» How to complete this task
What lines in the following entries hold the word "building"? Copy each one.

------------------------------------------------------------------------

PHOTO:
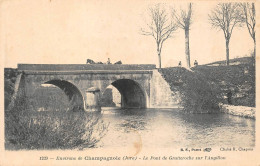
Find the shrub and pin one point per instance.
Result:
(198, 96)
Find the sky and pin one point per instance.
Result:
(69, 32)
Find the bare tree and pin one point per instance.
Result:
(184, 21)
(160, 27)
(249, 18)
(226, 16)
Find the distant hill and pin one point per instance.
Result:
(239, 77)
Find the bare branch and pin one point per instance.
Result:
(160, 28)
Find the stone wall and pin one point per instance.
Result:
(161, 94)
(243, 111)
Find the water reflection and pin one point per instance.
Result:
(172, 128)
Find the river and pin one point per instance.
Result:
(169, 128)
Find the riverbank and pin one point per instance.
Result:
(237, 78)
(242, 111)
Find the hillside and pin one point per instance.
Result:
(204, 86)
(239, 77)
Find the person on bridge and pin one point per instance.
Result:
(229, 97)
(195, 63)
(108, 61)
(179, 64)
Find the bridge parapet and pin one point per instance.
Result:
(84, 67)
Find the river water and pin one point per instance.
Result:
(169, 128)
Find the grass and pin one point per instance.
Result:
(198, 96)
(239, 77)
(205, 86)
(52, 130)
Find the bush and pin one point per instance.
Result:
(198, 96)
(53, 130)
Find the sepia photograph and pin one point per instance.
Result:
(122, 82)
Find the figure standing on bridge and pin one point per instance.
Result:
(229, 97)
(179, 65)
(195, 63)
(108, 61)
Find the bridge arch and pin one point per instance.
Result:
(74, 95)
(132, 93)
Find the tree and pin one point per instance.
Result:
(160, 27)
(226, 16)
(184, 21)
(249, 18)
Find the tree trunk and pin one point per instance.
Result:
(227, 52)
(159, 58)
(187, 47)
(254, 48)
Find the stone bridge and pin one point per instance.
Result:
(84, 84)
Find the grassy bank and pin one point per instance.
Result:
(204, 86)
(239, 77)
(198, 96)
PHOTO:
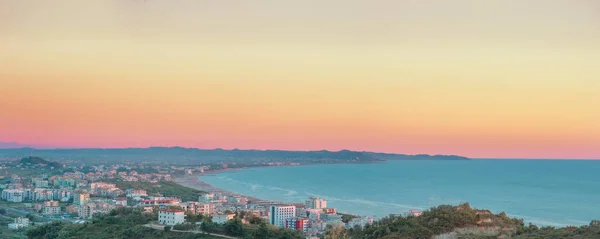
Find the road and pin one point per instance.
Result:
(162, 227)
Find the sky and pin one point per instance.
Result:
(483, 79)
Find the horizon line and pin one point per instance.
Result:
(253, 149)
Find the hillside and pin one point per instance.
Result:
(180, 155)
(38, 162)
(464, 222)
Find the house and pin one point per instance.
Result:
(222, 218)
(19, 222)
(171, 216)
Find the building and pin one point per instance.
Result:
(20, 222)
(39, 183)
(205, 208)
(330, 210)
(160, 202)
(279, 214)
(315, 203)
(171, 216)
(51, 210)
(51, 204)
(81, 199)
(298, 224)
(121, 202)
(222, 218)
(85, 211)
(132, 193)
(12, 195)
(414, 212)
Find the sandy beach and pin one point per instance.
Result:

------------------------------------------------------------------------

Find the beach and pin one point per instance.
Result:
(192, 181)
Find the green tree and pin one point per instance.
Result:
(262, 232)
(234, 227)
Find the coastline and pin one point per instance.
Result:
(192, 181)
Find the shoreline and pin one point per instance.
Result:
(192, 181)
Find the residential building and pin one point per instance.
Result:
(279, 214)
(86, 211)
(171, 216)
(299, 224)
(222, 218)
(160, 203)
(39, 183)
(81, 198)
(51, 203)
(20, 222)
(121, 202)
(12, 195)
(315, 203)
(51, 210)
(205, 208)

------------------------------------------------------------------------

» Written answer
Find the building and pin one point per instance.
Find the residential building and pin one point per instance.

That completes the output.